■ **SOURCE PASSAGE**:

We also performed a paternal model with the following explanatory variables: anxiety, depression and child clinical state. A higher paternal level of burden was significantly associated with a higher level of fathers’ anxiety (HADS-anxiety score, β = 0.48, p = 0.00) and worse child clinical state (MR-GOAS score, β = – 0.33, p = 0.00). Fathers’ level of burden was not associated with their level of depression (BDI score, β = 0.04, p = 0.71). This model explained 27% of the variance (R2 = 0.27).

Contribution to parental grief

For mothers’ Model 2

The following elements were introduced as explanatory variables, on the basis of the univariate analysis: anxiety, depression, alexithymia, and worse child’s clinical state. Higher grief was explained by higher levels of mothers’ depression (BDI score, β = – 0.55, p = 0.00) and alexithymia (BVAQ score, β = – 0.24, p = 0.01), and by children’s worse clinical state (MR-GOAS score, β = 0.36, p = 0.00), but not by mothers’ anxiety levels (HADS-anxiety score, β = 0.24, p = 0.11). This model explained 35% of the variance (R2 = 0.35).

For fathers’ Model 2

A similar paternal model was performed for grief, and the following explanatory variables were introduced: anxiety, depression, and worse child clinical state.

■ **DATA FOR REVIEW**:
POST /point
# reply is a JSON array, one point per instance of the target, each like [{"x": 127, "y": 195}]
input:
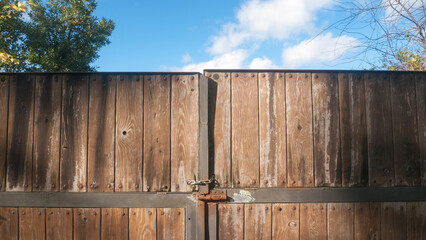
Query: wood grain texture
[
  {"x": 184, "y": 132},
  {"x": 300, "y": 165},
  {"x": 101, "y": 133},
  {"x": 156, "y": 142},
  {"x": 416, "y": 222},
  {"x": 245, "y": 130},
  {"x": 421, "y": 120},
  {"x": 32, "y": 223},
  {"x": 20, "y": 133},
  {"x": 220, "y": 127},
  {"x": 74, "y": 125},
  {"x": 87, "y": 223},
  {"x": 59, "y": 224},
  {"x": 313, "y": 221},
  {"x": 325, "y": 96},
  {"x": 394, "y": 221},
  {"x": 9, "y": 223},
  {"x": 353, "y": 130},
  {"x": 258, "y": 221},
  {"x": 379, "y": 129},
  {"x": 405, "y": 132},
  {"x": 115, "y": 223},
  {"x": 231, "y": 221},
  {"x": 170, "y": 223},
  {"x": 129, "y": 133},
  {"x": 285, "y": 221},
  {"x": 367, "y": 221},
  {"x": 142, "y": 224},
  {"x": 47, "y": 132},
  {"x": 340, "y": 221},
  {"x": 272, "y": 130},
  {"x": 4, "y": 106}
]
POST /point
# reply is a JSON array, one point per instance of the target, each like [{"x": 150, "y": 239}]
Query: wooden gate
[{"x": 295, "y": 155}]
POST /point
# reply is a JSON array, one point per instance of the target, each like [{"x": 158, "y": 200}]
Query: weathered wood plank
[
  {"x": 75, "y": 107},
  {"x": 142, "y": 224},
  {"x": 416, "y": 222},
  {"x": 405, "y": 132},
  {"x": 59, "y": 223},
  {"x": 87, "y": 223},
  {"x": 184, "y": 132},
  {"x": 231, "y": 221},
  {"x": 313, "y": 221},
  {"x": 156, "y": 158},
  {"x": 325, "y": 98},
  {"x": 340, "y": 221},
  {"x": 170, "y": 223},
  {"x": 379, "y": 129},
  {"x": 20, "y": 133},
  {"x": 220, "y": 127},
  {"x": 9, "y": 223},
  {"x": 272, "y": 130},
  {"x": 285, "y": 221},
  {"x": 394, "y": 221},
  {"x": 32, "y": 223},
  {"x": 4, "y": 106},
  {"x": 47, "y": 133},
  {"x": 367, "y": 221},
  {"x": 245, "y": 130},
  {"x": 353, "y": 130},
  {"x": 129, "y": 132},
  {"x": 115, "y": 223},
  {"x": 300, "y": 165},
  {"x": 101, "y": 133},
  {"x": 258, "y": 221}
]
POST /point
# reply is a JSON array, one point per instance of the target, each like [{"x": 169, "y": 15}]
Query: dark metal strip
[{"x": 326, "y": 195}]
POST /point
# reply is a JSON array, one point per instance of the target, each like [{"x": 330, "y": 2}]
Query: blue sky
[{"x": 189, "y": 35}]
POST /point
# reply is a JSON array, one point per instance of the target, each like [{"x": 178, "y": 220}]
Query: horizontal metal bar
[{"x": 323, "y": 195}]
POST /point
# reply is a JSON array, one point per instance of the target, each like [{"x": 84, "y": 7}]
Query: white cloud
[{"x": 322, "y": 49}]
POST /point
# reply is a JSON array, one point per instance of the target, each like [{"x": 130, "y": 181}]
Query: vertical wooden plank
[
  {"x": 87, "y": 223},
  {"x": 4, "y": 105},
  {"x": 313, "y": 221},
  {"x": 101, "y": 133},
  {"x": 405, "y": 132},
  {"x": 416, "y": 222},
  {"x": 272, "y": 130},
  {"x": 379, "y": 129},
  {"x": 47, "y": 133},
  {"x": 245, "y": 130},
  {"x": 115, "y": 223},
  {"x": 353, "y": 130},
  {"x": 300, "y": 165},
  {"x": 184, "y": 133},
  {"x": 9, "y": 223},
  {"x": 20, "y": 133},
  {"x": 257, "y": 221},
  {"x": 231, "y": 221},
  {"x": 220, "y": 127},
  {"x": 59, "y": 224},
  {"x": 340, "y": 221},
  {"x": 75, "y": 107},
  {"x": 32, "y": 223},
  {"x": 285, "y": 221},
  {"x": 142, "y": 224},
  {"x": 394, "y": 221},
  {"x": 129, "y": 132},
  {"x": 421, "y": 120},
  {"x": 170, "y": 223},
  {"x": 367, "y": 221},
  {"x": 325, "y": 91},
  {"x": 156, "y": 156}
]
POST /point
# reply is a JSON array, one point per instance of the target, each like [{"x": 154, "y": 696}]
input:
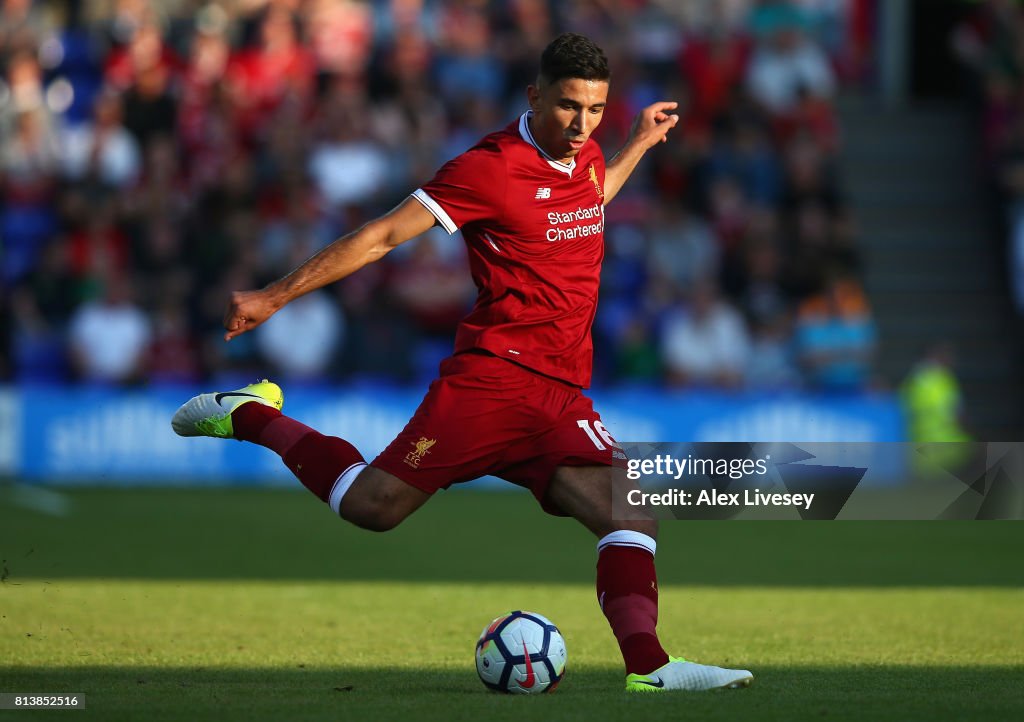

■ **EXERCISE TASKS**:
A - List every explanatory variable that the passage on parental burden and grief says was introduced into the mothers' Model 2 for grief.
B - According to the passage on parental burden and grief, how much of the variance did the paternal model for burden explain?

■ **ANSWERS FOR THIS EXERCISE**:
A - Anxiety, depression, alexithymia, and worse child's clinical state.

B - 27% of the variance (R2 = 0.27).